*TEXTO EXTRAÍDO*
○ ○ ○ ○ ○ ○ ○

En medio de la nada (1992), de Hugo Rodríguez. Con Blanca Guerra, Manuel Ojeda, Guillermo García Cantú. Rodríguez, futuro realizador de Nicotina en 2004, conseguía debutar con este estilizado relato acerca de una cotidianeidad interrumpida de manera violenta. Primera muestra de un realizador con buena madera, preocupado por una violencia más psicológica y ambiental que física, es la historia de un grupo de personajes encerrados en una fonda-gasolinería, justo en medio de la nada.

La invención de Cronos (1992), de Guillermo del Toro. Con Federico Luppi, Ron Perlman, Claudio Brook. Del Toro representa uno de esos extraños casos de un cineasta capaz de mantenerse fiel a sus principios, gustos y obsesiones probando fortuna en México, España o Estados Unidos, a partir de un género casi siempre menospreciado, mismo que le provoca una fascinación tal que logra transmitirla en la pantalla, como ocurre en este atípico relato de vampiros.

○ ○ ○ ○ ○ ○ ○

*DATOS RECOPILADOS*
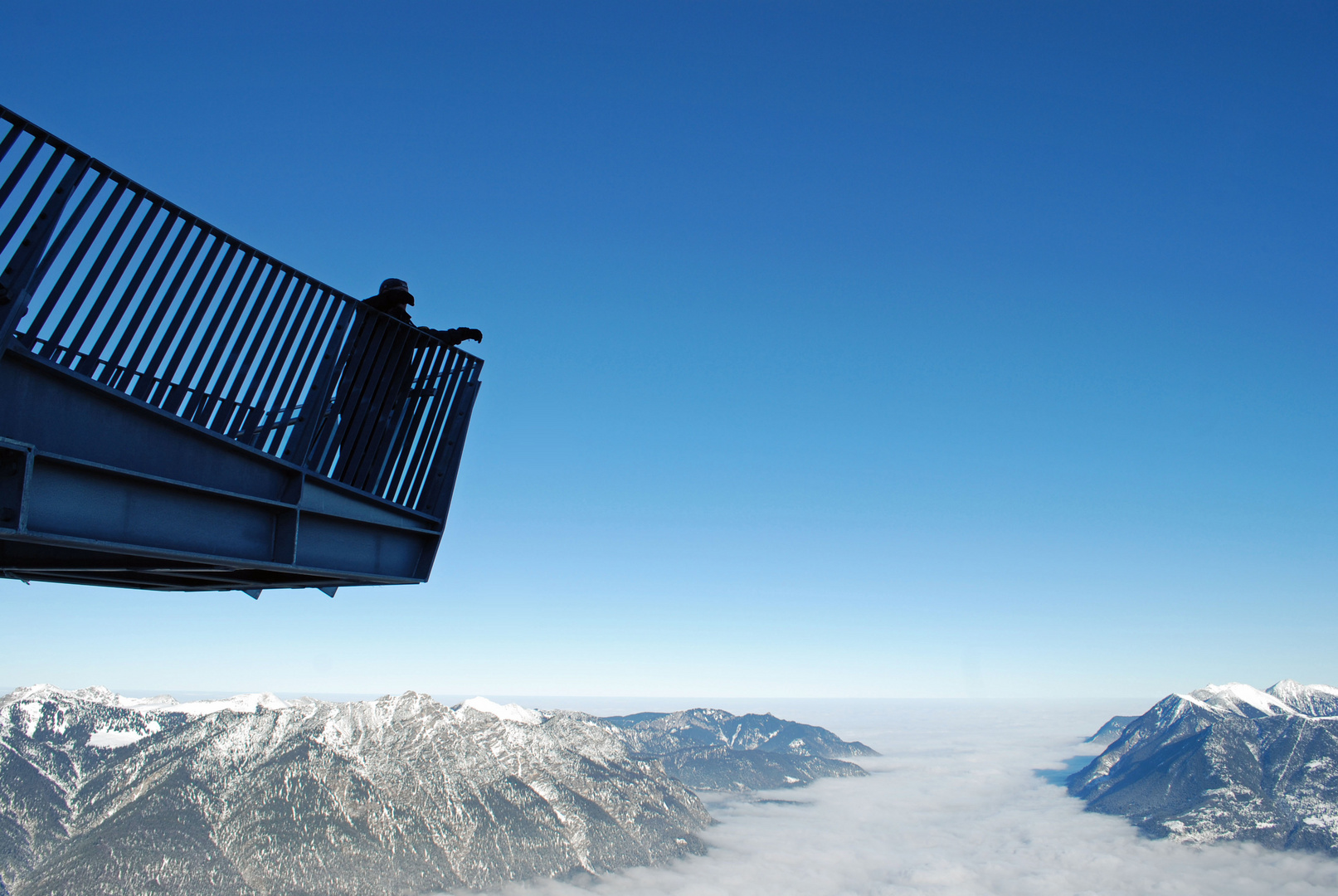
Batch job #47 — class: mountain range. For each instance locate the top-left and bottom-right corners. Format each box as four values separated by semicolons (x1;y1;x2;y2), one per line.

○ ○ ○ ○ ○ ○ ○

*EJERCICIOS PROPUESTOS*
A) Reescribe el fragmento del texto sobre las películas que comienza en "En medio de la nada (1992), de" y termina después de "de la nada.", reemplazando "fonda-gasolinería" por "posada".
B) Por favor, continúa el texto sobre las películas a partir de su última frase.

*RESPUESTAS*
A)
En medio de la nada (1992), de Hugo Rodríguez. Con Blanca Guerra, Manuel Ojeda, Guillermo García Cantú. Rodríguez, futuro realizador de Nicotina en 2004, conseguía debutar con este estilizado relato acerca de una cotidianeidad interrumpida de manera violenta. Primera muestra de un realizador con buena madera, preocupado por una violencia más psicológica y ambiental que física, es la historia de un grupo de personajes encerrados en una posada, justo en medio de la nada.

B)
Novia que te vea (1992), de Guita Schyfter. Con Claudette Maillé, Maya Mishalska, Angélica Aragón. A pesar de sus limitaciones de producción, la cinta es una curiosa y divertida historia de dos jovencitas judías nacidas en México, que intentan realizarse como esposas o profesionistas, o ambas cosas, en los turbulentos años sesenta. Schyfter aborda las ilusiones de mujeres que chocan y se interrelacionan a través de su condición femenina y de extranjeras, en sociedades dominadas por los hombres.

Desiertos mares (1993), de José Luis García Agraz. Con Arturo Ríos, Juan Carlos Colombo, Dolores Heredia. Drama urbano, retrato de crisis existencial, película de carretera que se construye con base en los recuerdos, en la historia de un cineasta que elabora un guión donde se funde su pasado, su presente y un relato histórico y ficticio sobre la Conquista de México. García Agraz avanza con visceralidad a través de las relaciones familiares, el mundo infantil y la recreación onírica de un México mítico.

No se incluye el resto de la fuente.